Task details
For each entry below, output it exactly as it stands.

Information provided
+ + + +

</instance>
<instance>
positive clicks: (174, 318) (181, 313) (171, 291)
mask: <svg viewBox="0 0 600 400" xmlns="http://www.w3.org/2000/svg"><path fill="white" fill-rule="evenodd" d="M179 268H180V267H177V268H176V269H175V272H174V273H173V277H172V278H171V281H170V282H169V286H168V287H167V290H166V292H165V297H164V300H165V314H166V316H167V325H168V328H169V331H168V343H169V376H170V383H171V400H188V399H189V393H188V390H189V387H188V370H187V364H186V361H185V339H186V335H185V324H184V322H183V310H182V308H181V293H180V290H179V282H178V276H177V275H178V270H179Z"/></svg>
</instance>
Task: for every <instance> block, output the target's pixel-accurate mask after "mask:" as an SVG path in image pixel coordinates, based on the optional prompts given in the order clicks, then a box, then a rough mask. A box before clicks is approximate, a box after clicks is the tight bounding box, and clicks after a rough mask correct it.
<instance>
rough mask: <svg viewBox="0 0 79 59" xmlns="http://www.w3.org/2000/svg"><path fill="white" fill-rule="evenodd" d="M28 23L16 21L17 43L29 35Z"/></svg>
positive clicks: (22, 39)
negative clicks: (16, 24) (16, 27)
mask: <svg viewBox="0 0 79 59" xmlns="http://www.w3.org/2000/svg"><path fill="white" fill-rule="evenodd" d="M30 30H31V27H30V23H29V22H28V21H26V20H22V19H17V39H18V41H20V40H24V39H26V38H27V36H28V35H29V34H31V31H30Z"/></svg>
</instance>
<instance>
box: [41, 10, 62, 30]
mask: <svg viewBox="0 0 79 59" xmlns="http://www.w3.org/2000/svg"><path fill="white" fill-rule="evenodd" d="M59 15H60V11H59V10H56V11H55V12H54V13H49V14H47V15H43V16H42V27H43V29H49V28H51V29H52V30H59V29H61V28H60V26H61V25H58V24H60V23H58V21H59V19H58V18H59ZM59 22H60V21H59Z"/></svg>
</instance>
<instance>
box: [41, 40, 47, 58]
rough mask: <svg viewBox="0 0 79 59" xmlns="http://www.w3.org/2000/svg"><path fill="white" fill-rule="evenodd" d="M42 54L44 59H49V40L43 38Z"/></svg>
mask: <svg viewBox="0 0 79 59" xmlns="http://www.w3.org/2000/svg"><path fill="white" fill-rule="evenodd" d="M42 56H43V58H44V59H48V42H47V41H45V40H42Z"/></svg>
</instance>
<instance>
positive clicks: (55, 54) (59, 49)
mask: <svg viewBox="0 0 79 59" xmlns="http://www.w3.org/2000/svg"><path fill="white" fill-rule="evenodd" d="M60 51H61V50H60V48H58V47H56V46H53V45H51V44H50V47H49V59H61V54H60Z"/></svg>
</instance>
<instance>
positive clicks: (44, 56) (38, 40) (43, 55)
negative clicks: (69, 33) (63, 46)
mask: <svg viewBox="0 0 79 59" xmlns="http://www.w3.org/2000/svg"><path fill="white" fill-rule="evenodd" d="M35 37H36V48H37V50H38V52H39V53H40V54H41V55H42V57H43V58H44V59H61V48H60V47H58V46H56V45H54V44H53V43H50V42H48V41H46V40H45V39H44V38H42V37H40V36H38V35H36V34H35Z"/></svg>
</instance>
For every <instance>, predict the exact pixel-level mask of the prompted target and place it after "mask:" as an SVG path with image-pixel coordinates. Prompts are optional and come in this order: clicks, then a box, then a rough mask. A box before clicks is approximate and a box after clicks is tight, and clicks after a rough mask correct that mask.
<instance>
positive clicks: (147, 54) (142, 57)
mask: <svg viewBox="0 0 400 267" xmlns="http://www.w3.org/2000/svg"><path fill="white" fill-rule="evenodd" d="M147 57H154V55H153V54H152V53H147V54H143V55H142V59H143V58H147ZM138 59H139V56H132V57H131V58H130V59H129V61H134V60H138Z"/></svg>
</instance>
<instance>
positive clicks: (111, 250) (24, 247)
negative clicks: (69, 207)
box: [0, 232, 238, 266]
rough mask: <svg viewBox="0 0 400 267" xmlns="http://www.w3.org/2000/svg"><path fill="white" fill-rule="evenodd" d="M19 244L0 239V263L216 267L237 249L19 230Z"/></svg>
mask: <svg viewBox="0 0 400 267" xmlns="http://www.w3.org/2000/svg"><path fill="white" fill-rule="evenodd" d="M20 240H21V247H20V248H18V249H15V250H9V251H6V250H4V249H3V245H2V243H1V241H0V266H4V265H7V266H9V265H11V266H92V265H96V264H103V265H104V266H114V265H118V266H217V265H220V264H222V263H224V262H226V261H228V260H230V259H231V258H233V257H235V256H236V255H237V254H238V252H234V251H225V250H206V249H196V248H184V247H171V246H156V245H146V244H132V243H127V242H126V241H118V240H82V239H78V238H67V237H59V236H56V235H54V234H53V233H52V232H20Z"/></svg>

+ + + +

Exercise answer
</instance>
<instance>
positive clicks: (174, 318) (181, 313) (171, 291)
mask: <svg viewBox="0 0 600 400" xmlns="http://www.w3.org/2000/svg"><path fill="white" fill-rule="evenodd" d="M179 268H180V267H177V268H176V269H175V272H174V273H173V277H172V278H171V281H170V282H169V286H168V287H167V290H166V292H165V297H164V300H165V314H166V316H167V325H168V328H169V331H168V343H169V376H170V383H171V400H188V399H189V393H188V390H189V387H188V370H187V364H186V361H185V339H186V335H185V324H184V322H183V310H182V308H181V293H180V290H179V282H178V276H177V275H178V270H179Z"/></svg>
</instance>
Task: for every <instance> block, output the target's pixel-accurate mask after "mask:" as an SVG path in image pixel coordinates, based on the optional prompts given in the order clicks, then a box, then a rough mask. A box before clicks is approximate, a box after clicks is the tight bounding box, and clicks after a rough mask correct it.
<instance>
rough mask: <svg viewBox="0 0 79 59" xmlns="http://www.w3.org/2000/svg"><path fill="white" fill-rule="evenodd" d="M28 23L16 21L17 43L29 35Z"/></svg>
positive clicks: (22, 39)
negative clicks: (16, 24) (16, 27)
mask: <svg viewBox="0 0 79 59" xmlns="http://www.w3.org/2000/svg"><path fill="white" fill-rule="evenodd" d="M30 30H31V27H30V23H29V22H28V21H26V20H22V19H17V39H18V41H20V40H24V39H26V38H27V36H28V35H29V34H31V31H30Z"/></svg>
</instance>
<instance>
box: [41, 10, 62, 30]
mask: <svg viewBox="0 0 79 59" xmlns="http://www.w3.org/2000/svg"><path fill="white" fill-rule="evenodd" d="M59 15H60V11H59V10H56V11H55V12H54V13H49V14H47V15H43V16H42V27H43V29H49V28H51V29H52V30H59V29H61V28H60V26H61V25H58V24H60V23H58V21H59V19H58V18H59ZM59 22H60V21H59Z"/></svg>
</instance>
<instance>
box: [41, 40, 47, 58]
rough mask: <svg viewBox="0 0 79 59" xmlns="http://www.w3.org/2000/svg"><path fill="white" fill-rule="evenodd" d="M42 54L44 59H49V40L43 38Z"/></svg>
mask: <svg viewBox="0 0 79 59" xmlns="http://www.w3.org/2000/svg"><path fill="white" fill-rule="evenodd" d="M42 56H43V58H44V59H48V42H47V41H45V40H42Z"/></svg>
</instance>
<instance>
positive clicks: (55, 54) (59, 49)
mask: <svg viewBox="0 0 79 59" xmlns="http://www.w3.org/2000/svg"><path fill="white" fill-rule="evenodd" d="M60 51H61V50H60V48H58V47H56V46H53V45H51V44H50V47H49V59H61V54H60Z"/></svg>
</instance>
<instance>
positive clicks: (44, 56) (38, 40) (43, 55)
negative clicks: (69, 33) (63, 46)
mask: <svg viewBox="0 0 79 59" xmlns="http://www.w3.org/2000/svg"><path fill="white" fill-rule="evenodd" d="M35 37H36V48H37V50H38V52H39V53H40V54H41V55H42V57H43V58H44V59H61V48H60V47H58V46H56V45H54V44H53V43H50V42H48V41H46V40H45V39H44V38H42V37H40V36H38V35H36V34H35Z"/></svg>
</instance>
For every <instance>, predict the exact pixel-level mask of the prompted target and place it after "mask:" as an SVG path with image-pixel coordinates. Prompts are optional and come in this order: clicks, then a box, then a rough mask. A box before clicks is approximate and a box after clicks is tight, and clicks after a rough mask correct that mask.
<instance>
positive clicks: (147, 54) (142, 57)
mask: <svg viewBox="0 0 400 267" xmlns="http://www.w3.org/2000/svg"><path fill="white" fill-rule="evenodd" d="M147 57H154V55H153V54H152V53H147V54H143V55H142V59H143V58H147ZM138 59H139V56H132V57H131V58H130V59H129V61H134V60H138Z"/></svg>
</instance>
<instance>
positive clicks: (111, 250) (24, 247)
negative clicks: (69, 207)
box: [0, 232, 238, 266]
rough mask: <svg viewBox="0 0 400 267" xmlns="http://www.w3.org/2000/svg"><path fill="white" fill-rule="evenodd" d="M19 244L0 239V263L216 267L237 249L19 230Z"/></svg>
mask: <svg viewBox="0 0 400 267" xmlns="http://www.w3.org/2000/svg"><path fill="white" fill-rule="evenodd" d="M20 240H21V247H20V248H18V249H15V250H9V251H6V250H4V249H3V245H2V243H1V241H0V266H4V265H7V266H9V265H11V266H92V265H96V264H103V265H104V266H114V265H118V266H217V265H220V264H222V263H224V262H226V261H228V260H230V259H231V258H233V257H235V256H236V255H237V254H238V252H234V251H225V250H206V249H196V248H184V247H171V246H156V245H146V244H132V243H127V242H126V241H118V240H82V239H78V238H67V237H59V236H56V235H54V234H53V233H52V232H20Z"/></svg>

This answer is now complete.